[Stored data entries]
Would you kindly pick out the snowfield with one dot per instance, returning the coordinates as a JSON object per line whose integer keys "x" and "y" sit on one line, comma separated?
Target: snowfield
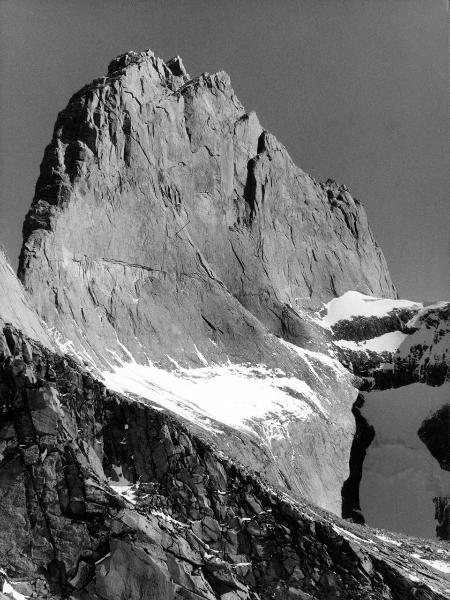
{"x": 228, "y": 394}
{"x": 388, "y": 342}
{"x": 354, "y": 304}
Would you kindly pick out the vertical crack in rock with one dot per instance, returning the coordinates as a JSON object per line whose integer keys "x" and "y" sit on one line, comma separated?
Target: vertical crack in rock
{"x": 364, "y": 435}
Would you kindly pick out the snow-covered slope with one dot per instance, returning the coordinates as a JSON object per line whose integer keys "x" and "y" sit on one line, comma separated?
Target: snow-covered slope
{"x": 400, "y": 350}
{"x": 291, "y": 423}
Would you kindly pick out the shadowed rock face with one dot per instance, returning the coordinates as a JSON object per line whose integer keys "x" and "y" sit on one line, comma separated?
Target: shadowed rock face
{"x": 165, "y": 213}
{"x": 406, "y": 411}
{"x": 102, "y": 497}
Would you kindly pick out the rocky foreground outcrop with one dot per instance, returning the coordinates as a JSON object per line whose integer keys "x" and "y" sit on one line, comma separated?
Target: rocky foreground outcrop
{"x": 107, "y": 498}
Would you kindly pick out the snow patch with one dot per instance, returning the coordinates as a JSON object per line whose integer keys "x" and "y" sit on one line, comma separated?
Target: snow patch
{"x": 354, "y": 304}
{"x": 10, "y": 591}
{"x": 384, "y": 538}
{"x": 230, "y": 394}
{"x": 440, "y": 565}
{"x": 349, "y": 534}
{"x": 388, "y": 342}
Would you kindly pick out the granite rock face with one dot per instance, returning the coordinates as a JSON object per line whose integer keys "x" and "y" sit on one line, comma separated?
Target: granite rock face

▶ What the task asks: Every record gets retyped exactly; no picture goes into the copy.

▶ Written solution:
Would you kindly pick out the snowfield with one dot per instance, returning the coordinates as a JSON object per line whose integer keys "x" and "y" sit on one line, comma separated?
Target: snowfield
{"x": 228, "y": 394}
{"x": 388, "y": 342}
{"x": 354, "y": 304}
Would you kindly pick out the vertical crack in rock with one dot per instance, returning the coordinates as a JSON object per line whose integer keys "x" and "y" sit on one line, comma separated?
Target: vertical crack in rock
{"x": 364, "y": 435}
Would you kindly pick out the snow-covered slope with one dot per instance, returning the coordinates as a JSON object per line whose integer keys "x" and "y" sit on one line, comma separated?
Target: snow-covered slope
{"x": 400, "y": 350}
{"x": 291, "y": 423}
Would you kindly pick out the shadowed rock face with one dot per instance, returning the coordinates as a JSON object per line whose integer keys "x" and "y" sit on one line, comma separated?
Target: shadowed rock face
{"x": 165, "y": 213}
{"x": 406, "y": 411}
{"x": 102, "y": 497}
Would you kindly pick out the rocky foreground outcrop with one dot per instance, returning the coordinates as a JSON object per line whose integer keys "x" and "y" sit on one line, comma separated?
Target: rocky foreground outcrop
{"x": 107, "y": 498}
Would you kindly pick out the snow patch with one dot per instance, returning the coordinates as a JSON object per line whose integer keys "x" and "y" sit on one line, comma separated?
Target: snow patch
{"x": 354, "y": 304}
{"x": 10, "y": 591}
{"x": 384, "y": 538}
{"x": 230, "y": 394}
{"x": 440, "y": 565}
{"x": 349, "y": 534}
{"x": 388, "y": 342}
Would you kindly pick out the granite rock face with one dot per instance, returning the coordinates as a JSON object per line whose integer keys "x" and "y" sit on one line, comma separated?
Target: granite rock face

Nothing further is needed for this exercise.